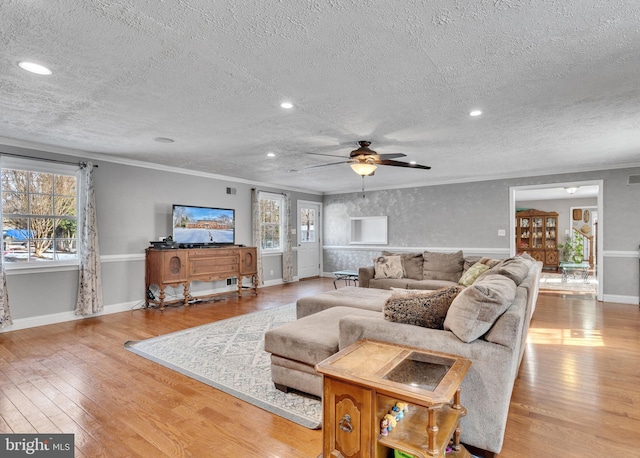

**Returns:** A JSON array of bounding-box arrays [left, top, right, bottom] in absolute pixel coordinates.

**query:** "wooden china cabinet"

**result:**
[[515, 209, 559, 271]]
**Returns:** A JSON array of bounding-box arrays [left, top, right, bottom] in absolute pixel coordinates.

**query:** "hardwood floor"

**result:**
[[1, 278, 638, 457]]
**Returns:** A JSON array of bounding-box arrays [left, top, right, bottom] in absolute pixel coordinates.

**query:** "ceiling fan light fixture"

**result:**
[[350, 162, 377, 176], [564, 186, 579, 194]]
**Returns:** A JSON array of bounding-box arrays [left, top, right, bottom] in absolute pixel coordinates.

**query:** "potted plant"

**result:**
[[558, 235, 584, 263]]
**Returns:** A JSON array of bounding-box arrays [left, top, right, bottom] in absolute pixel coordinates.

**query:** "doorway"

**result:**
[[297, 200, 322, 279], [510, 181, 603, 301]]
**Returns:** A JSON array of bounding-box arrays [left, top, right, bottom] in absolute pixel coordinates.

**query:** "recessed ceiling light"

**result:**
[[155, 137, 175, 143], [469, 110, 482, 117], [18, 61, 52, 75], [267, 152, 276, 157], [280, 102, 293, 109]]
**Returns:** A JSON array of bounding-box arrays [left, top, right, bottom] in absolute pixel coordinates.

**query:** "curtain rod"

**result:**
[[252, 188, 286, 196], [0, 152, 98, 168]]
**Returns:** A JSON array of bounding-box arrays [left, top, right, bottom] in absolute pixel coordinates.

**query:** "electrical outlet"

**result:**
[[498, 229, 506, 236]]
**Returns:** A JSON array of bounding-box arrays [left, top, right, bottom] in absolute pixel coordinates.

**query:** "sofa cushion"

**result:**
[[458, 262, 490, 287], [489, 256, 533, 285], [444, 274, 518, 342], [370, 278, 411, 289], [383, 251, 423, 280], [373, 255, 404, 279], [383, 285, 463, 329], [463, 256, 484, 271], [423, 250, 464, 282]]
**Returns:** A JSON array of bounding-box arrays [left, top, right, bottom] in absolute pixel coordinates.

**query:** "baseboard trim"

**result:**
[[1, 280, 271, 333], [1, 301, 139, 333], [602, 294, 639, 305]]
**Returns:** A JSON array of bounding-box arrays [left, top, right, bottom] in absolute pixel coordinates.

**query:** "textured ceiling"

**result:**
[[1, 1, 639, 194]]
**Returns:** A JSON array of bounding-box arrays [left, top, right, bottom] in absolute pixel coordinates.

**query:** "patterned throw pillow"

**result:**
[[458, 262, 490, 287], [383, 285, 464, 329], [373, 255, 404, 279]]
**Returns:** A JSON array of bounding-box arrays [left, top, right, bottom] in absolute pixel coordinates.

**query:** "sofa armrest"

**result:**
[[358, 266, 374, 287]]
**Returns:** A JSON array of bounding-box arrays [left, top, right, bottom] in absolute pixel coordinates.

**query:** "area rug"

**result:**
[[124, 304, 322, 429]]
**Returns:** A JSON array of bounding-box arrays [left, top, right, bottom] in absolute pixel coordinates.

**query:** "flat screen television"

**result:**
[[172, 204, 235, 245]]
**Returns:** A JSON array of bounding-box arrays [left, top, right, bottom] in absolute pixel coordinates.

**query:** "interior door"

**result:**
[[297, 201, 322, 279]]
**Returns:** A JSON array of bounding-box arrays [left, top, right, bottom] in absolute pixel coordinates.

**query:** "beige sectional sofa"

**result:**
[[264, 252, 542, 456], [359, 250, 501, 290]]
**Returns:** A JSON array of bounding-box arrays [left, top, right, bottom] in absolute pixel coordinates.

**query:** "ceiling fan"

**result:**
[[305, 141, 431, 177]]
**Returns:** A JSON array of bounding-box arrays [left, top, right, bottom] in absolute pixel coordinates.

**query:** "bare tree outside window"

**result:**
[[2, 168, 78, 263], [301, 208, 315, 242], [259, 196, 282, 250]]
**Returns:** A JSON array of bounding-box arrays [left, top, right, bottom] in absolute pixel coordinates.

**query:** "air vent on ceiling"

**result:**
[[628, 175, 640, 185]]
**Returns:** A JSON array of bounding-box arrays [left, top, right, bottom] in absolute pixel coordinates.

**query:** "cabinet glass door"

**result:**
[[545, 217, 557, 249], [532, 217, 543, 248]]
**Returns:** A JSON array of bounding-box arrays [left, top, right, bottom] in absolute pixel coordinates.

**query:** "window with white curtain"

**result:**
[[259, 192, 283, 252], [1, 157, 79, 266]]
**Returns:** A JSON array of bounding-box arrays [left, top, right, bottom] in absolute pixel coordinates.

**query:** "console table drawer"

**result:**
[[189, 255, 239, 278]]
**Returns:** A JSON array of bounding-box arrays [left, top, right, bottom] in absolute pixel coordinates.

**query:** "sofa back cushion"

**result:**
[[443, 274, 518, 342], [373, 255, 404, 279], [423, 250, 464, 282], [383, 285, 464, 329], [477, 255, 534, 285], [383, 251, 423, 280]]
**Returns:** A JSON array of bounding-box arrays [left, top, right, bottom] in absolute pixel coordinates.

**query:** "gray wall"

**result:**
[[323, 167, 640, 302], [2, 145, 321, 323]]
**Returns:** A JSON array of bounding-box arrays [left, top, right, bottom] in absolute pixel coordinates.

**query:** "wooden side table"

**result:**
[[316, 339, 472, 458]]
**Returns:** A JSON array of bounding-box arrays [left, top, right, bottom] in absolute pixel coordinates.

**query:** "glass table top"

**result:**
[[382, 351, 454, 392]]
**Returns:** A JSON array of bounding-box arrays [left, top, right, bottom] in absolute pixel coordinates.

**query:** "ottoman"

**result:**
[[296, 286, 393, 319], [264, 306, 380, 397]]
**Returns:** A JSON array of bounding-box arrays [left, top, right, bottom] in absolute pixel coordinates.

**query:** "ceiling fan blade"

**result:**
[[300, 160, 349, 170], [377, 153, 406, 160], [306, 152, 349, 159], [379, 159, 431, 170]]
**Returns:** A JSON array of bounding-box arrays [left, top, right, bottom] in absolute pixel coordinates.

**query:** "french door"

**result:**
[[297, 201, 322, 279]]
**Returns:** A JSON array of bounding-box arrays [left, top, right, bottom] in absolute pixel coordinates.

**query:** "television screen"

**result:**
[[172, 205, 235, 245]]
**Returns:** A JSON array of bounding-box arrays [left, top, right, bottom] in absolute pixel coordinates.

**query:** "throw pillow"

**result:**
[[443, 274, 517, 342], [373, 255, 404, 279], [458, 262, 490, 287], [384, 285, 464, 329], [422, 250, 465, 282], [383, 251, 424, 280], [493, 257, 532, 285], [480, 257, 503, 268]]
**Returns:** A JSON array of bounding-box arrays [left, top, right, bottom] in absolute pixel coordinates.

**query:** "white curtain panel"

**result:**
[[251, 189, 264, 285], [75, 162, 104, 315], [0, 156, 12, 328], [282, 193, 294, 283], [0, 261, 11, 329]]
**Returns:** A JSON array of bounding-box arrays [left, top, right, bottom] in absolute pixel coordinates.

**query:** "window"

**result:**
[[300, 207, 316, 242], [1, 158, 79, 265], [259, 192, 283, 252]]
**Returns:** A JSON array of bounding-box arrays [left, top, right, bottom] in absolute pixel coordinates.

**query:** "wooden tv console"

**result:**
[[145, 246, 258, 310]]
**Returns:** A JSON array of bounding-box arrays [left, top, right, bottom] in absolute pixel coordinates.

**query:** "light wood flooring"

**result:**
[[1, 278, 639, 457]]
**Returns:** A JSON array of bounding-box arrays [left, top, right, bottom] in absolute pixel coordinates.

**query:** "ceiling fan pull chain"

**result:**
[[362, 175, 366, 199]]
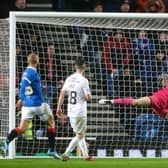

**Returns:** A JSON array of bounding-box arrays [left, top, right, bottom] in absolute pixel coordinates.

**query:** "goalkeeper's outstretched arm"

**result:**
[[99, 74, 168, 119], [98, 96, 168, 119], [98, 97, 151, 107]]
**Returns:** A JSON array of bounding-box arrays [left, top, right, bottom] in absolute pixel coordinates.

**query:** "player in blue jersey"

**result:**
[[0, 53, 60, 159]]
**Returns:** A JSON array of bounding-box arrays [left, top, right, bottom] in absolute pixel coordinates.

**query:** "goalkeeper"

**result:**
[[0, 53, 60, 159], [99, 74, 168, 119]]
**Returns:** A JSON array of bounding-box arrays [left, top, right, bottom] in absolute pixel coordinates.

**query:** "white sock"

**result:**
[[78, 137, 88, 158], [64, 136, 80, 156]]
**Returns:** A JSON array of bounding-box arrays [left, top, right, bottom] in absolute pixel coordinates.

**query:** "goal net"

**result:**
[[0, 19, 9, 148], [2, 12, 168, 158]]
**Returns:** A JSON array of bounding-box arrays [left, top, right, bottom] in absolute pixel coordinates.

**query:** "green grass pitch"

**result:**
[[1, 158, 168, 168]]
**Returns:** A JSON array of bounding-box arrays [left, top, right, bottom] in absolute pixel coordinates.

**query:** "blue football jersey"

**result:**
[[19, 66, 44, 107]]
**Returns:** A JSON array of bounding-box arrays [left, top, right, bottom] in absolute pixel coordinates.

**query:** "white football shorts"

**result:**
[[21, 103, 53, 121], [69, 117, 87, 133]]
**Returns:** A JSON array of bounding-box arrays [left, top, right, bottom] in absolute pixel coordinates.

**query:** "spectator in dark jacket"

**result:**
[[102, 30, 131, 97], [40, 43, 66, 109]]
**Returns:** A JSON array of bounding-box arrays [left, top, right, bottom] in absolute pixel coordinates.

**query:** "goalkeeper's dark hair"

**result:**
[[75, 57, 86, 69]]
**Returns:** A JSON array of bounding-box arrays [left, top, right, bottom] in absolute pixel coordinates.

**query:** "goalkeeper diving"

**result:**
[[99, 74, 168, 119]]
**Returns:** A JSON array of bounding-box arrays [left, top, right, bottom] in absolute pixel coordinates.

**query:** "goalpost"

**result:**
[[1, 12, 168, 158]]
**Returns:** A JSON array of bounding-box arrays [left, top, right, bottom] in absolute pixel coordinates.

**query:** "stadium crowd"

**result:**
[[52, 0, 168, 13], [1, 0, 168, 19]]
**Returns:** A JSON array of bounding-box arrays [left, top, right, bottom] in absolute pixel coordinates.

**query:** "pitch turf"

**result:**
[[0, 158, 168, 168]]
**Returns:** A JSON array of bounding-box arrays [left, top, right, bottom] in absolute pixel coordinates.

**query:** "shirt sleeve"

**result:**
[[83, 79, 91, 95], [19, 72, 33, 100], [62, 78, 68, 92]]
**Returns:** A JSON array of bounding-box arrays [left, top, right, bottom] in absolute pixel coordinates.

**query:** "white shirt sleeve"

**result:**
[[83, 79, 91, 95], [62, 78, 68, 92]]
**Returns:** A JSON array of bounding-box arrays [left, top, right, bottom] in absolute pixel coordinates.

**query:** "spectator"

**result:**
[[114, 65, 144, 136], [132, 30, 155, 60], [120, 0, 136, 12], [82, 27, 105, 83], [103, 30, 131, 71], [136, 0, 167, 13], [131, 30, 155, 92], [103, 0, 136, 12], [102, 30, 131, 97], [120, 0, 131, 12], [40, 43, 66, 110], [114, 65, 138, 97], [155, 32, 168, 52], [155, 51, 168, 75], [11, 0, 27, 11], [16, 45, 27, 83], [26, 34, 41, 54], [145, 0, 166, 12], [153, 51, 168, 88], [92, 1, 104, 12]]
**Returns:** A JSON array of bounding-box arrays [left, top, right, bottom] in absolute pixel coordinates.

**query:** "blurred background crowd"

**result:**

-----

__WHAT IS EXPECTED__
Which lines above contain the word "sofa"? Copy each one.

__RESPONSE AREA__
**query:** "sofa cushion"
**query:** "sofa armrest"
**query:** "beige sectional sofa"
**query:** "sofa back cushion"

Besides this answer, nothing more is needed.